60. In effect, Portugal tells the Court to suppress part of its reasoning, not to draw a necessary
conclusion. Australia is to do so instead, unaided by the Court. But - I speak of course
hypothetically - what would happen if Australia drew what Portugal regarded as an incorrect
conclusion from the Court's judgment? Portugal could of course ask the Court under Article 60 of
the Statute to interpret its judgment so as to make it clear what the Court meant but was not allowed
to say. If such an interpretation directly infringed upon the rights or status of a third State, in the
Monetary Gold sense, this would only be because the original judgment did so.
61. Mr. President, the philosopher Ludwig Wittgenstein once said "Whereof one may not
speak, thereof one must remain silent." He was thinking of God, actually, rather than the Monetary
Gold case, but one might paraphrase the Court's Judgment in Monetary Gold in similar vein:
"Whereof the Court may not speak, thereof it may not deliver judgment." That, fortunately or
unfortunately, is the position of the Court here.
(3) The third Portuguese counter-argument: the Court should ignore the jus cogens character
of the applicable norms
62. The third Portuguese counter-argument suggests that the Court should be reticent in yet
another way - it might be called the argument about keeping jus cogens in the closet. In its written
pleadings, Portugal consistently declines to rely on the principle of self-determination as a matter of
jus cogens. It says:
"The Republic of Portugal, for its part ... considers that there is a strong
presumption, in contemporary international law, in favour of the peremptory character
- 63 -
of the rule of respect for the principle of the right of peoples. It nevertheless also
considers that the Court is, in any case, the best judge of the desirability [opportunité]
of applying that designation. In any case, in Portugal's opinion, it is not essential for
the settlement of the present dispute to give judicial recognition to the imperative
character of the principle of equal rights and self-determination of peoples." (PR,
para. 4.71.)

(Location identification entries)

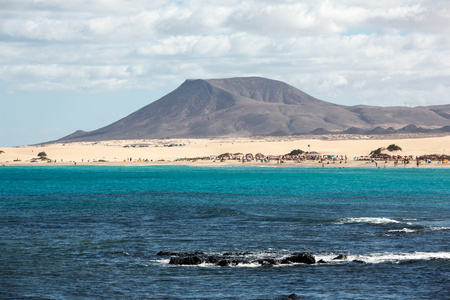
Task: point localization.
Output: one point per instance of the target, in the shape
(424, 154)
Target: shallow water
(94, 232)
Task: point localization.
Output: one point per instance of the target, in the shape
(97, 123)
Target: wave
(403, 230)
(369, 220)
(278, 259)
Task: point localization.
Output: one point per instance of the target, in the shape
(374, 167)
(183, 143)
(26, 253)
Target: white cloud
(348, 51)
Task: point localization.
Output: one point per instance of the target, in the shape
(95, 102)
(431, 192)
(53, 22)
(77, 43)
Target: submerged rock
(304, 258)
(186, 261)
(340, 257)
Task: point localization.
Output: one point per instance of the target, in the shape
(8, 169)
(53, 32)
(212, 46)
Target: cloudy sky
(82, 64)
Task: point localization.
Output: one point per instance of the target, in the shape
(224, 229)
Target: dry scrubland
(184, 151)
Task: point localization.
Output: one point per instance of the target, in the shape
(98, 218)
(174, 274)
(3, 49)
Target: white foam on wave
(438, 228)
(405, 230)
(369, 220)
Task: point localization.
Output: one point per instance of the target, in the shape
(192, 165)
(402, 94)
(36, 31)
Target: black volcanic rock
(253, 106)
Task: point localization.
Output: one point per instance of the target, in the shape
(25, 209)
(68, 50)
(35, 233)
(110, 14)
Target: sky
(83, 64)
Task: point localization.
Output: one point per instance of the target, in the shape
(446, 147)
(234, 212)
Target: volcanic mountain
(254, 106)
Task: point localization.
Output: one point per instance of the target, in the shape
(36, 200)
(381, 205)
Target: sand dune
(146, 152)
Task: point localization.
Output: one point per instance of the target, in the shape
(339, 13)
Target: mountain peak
(249, 106)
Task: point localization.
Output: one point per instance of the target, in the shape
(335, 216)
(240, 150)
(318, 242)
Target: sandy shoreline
(185, 151)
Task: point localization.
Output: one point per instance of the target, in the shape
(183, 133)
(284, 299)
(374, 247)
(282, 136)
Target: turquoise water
(94, 232)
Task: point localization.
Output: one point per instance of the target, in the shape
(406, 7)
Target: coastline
(205, 152)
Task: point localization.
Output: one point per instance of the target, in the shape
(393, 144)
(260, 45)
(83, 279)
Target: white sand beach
(184, 151)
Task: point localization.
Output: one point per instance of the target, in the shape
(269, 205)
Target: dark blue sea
(94, 232)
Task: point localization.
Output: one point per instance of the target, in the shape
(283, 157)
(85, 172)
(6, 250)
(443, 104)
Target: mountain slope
(253, 106)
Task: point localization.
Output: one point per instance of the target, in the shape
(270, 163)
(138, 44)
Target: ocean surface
(80, 232)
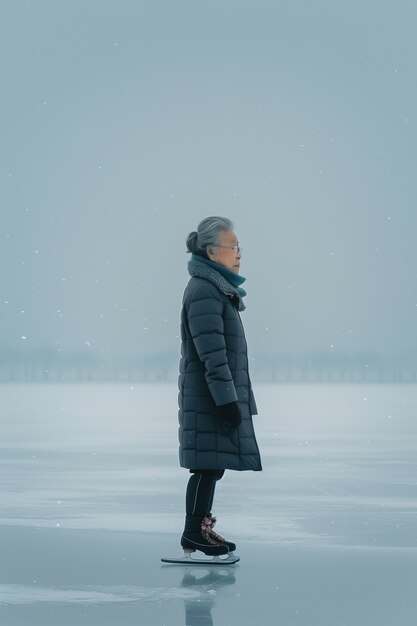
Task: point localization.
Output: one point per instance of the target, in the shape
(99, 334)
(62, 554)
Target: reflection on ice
(26, 594)
(339, 462)
(92, 497)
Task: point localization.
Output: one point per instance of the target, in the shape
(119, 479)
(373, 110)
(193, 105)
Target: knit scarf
(226, 280)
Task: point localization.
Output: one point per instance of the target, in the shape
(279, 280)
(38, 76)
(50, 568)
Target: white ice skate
(225, 559)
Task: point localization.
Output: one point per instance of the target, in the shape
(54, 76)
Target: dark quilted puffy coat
(214, 371)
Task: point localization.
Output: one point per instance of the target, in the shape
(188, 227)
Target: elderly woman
(216, 401)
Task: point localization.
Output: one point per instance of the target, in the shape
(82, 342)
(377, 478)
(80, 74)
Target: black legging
(200, 491)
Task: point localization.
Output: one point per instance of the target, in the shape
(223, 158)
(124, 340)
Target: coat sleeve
(206, 326)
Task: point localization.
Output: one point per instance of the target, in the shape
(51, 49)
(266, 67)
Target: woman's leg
(200, 491)
(199, 497)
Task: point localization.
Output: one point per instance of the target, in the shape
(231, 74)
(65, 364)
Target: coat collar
(204, 268)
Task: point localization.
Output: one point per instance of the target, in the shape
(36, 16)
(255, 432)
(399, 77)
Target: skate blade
(187, 559)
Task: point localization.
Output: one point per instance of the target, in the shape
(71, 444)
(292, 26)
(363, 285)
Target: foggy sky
(125, 123)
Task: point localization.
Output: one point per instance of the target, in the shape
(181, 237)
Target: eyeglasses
(236, 249)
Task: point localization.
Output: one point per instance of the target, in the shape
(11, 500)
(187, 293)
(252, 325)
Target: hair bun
(191, 242)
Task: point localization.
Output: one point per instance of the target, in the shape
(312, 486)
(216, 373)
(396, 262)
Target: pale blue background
(126, 123)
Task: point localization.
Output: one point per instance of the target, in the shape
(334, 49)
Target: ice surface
(92, 497)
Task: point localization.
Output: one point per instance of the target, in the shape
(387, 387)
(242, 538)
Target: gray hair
(207, 234)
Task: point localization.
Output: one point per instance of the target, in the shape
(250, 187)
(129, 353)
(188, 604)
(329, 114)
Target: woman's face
(225, 252)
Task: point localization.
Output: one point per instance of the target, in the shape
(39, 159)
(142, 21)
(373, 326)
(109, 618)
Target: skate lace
(209, 523)
(208, 535)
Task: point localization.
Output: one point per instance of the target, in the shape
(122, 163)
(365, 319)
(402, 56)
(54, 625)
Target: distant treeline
(52, 366)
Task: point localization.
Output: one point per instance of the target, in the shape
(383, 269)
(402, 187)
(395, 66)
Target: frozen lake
(92, 496)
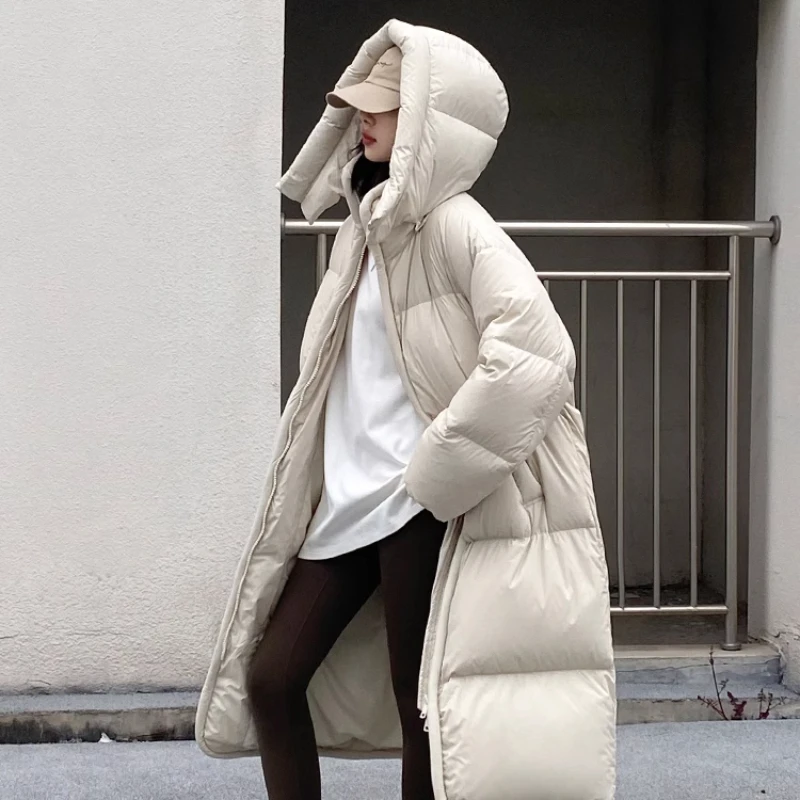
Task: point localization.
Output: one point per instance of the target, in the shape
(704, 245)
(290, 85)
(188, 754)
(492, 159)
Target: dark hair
(367, 174)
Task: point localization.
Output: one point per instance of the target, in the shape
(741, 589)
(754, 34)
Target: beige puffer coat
(518, 674)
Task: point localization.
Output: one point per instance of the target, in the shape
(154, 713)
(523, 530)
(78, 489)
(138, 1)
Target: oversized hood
(453, 109)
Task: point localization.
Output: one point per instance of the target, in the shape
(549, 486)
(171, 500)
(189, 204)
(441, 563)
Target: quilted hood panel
(453, 109)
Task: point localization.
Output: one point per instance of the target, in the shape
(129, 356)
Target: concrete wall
(775, 521)
(139, 339)
(611, 118)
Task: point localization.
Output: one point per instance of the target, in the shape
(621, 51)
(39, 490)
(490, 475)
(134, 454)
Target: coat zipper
(448, 550)
(287, 446)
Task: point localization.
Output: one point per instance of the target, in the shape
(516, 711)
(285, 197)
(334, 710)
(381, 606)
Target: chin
(376, 157)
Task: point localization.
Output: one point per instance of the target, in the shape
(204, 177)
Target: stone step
(660, 683)
(756, 662)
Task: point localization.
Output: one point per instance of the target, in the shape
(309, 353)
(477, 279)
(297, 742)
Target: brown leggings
(318, 602)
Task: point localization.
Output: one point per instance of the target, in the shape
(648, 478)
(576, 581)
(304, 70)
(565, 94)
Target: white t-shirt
(371, 430)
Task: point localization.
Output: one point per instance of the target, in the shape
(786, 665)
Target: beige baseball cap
(379, 92)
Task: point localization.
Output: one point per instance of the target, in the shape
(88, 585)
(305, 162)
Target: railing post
(322, 257)
(732, 453)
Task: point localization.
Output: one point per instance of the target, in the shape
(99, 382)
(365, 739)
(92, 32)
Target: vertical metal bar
(584, 351)
(322, 257)
(732, 449)
(657, 444)
(620, 444)
(693, 476)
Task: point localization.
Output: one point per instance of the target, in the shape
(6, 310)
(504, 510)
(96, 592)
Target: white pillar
(139, 331)
(775, 484)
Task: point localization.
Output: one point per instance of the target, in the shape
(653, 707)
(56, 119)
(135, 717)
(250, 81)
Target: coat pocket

§ **GIVEN INSTRUCTION**
Please translate this sentence from the reading text above into Spanish: "That, fortunately or unfortunately, is the position of the Court here."

§ **SOLUTION TO THIS TASK**
Esa es, afortunada o desafortunadamente, la posición de la Corte en este caso.